Region pointing data
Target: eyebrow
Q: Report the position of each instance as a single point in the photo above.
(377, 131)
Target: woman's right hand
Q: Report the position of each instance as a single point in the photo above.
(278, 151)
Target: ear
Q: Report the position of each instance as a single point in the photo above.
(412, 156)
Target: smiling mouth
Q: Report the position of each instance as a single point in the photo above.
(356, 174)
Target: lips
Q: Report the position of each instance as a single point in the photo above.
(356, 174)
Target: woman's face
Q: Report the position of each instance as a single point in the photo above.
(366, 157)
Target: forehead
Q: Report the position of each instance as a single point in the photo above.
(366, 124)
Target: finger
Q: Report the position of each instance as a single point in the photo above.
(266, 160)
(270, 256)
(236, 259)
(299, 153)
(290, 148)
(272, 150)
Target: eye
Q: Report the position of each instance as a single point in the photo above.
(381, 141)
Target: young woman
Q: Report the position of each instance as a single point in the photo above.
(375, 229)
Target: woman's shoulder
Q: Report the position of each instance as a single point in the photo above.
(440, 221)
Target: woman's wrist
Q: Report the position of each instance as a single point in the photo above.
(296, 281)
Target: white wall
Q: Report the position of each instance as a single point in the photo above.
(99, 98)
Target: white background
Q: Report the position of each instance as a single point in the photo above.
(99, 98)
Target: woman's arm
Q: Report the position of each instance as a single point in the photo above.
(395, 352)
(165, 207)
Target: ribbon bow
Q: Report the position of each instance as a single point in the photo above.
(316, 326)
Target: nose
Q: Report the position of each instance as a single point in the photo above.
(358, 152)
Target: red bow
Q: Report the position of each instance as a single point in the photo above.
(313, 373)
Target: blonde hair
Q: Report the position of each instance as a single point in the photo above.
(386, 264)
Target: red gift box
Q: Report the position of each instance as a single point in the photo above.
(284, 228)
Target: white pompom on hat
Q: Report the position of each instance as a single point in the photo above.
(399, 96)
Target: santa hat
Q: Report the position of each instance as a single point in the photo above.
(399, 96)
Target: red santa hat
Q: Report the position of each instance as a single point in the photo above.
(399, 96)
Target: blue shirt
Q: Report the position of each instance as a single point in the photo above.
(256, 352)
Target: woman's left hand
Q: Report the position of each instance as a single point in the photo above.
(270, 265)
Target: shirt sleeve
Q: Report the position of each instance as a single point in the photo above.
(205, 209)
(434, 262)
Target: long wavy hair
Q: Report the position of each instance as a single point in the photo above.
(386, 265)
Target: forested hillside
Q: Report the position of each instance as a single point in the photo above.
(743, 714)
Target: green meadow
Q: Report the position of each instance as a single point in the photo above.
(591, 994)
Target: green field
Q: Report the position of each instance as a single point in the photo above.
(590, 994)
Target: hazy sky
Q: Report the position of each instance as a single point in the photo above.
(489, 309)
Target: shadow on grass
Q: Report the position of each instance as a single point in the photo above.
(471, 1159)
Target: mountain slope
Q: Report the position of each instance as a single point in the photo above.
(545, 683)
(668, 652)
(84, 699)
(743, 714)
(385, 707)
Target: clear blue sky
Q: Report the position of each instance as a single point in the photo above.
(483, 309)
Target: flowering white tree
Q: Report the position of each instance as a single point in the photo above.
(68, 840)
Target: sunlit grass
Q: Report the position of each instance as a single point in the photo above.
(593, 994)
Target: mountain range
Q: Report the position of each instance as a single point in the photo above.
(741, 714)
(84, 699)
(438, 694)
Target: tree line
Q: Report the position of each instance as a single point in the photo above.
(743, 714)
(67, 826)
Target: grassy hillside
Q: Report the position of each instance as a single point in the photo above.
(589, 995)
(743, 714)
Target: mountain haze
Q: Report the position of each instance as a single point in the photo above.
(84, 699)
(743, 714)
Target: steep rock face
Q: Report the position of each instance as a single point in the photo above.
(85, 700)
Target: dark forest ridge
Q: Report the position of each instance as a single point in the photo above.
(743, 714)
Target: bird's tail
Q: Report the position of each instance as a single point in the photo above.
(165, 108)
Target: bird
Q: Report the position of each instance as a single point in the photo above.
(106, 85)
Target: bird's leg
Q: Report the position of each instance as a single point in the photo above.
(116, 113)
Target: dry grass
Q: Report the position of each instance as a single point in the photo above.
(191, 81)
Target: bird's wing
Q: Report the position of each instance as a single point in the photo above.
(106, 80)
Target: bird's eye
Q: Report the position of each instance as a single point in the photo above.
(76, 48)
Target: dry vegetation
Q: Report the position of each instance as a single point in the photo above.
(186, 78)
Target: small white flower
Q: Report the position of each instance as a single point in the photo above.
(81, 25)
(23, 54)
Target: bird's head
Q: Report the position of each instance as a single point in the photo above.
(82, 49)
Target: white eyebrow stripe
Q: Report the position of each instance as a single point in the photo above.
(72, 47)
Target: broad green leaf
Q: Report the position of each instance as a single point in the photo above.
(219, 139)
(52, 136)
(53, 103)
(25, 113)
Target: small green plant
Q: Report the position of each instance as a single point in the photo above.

### Your assignment
From the records above, tally every line that includes the word "green" and reply with the total by itself.

### Answer to the problem
4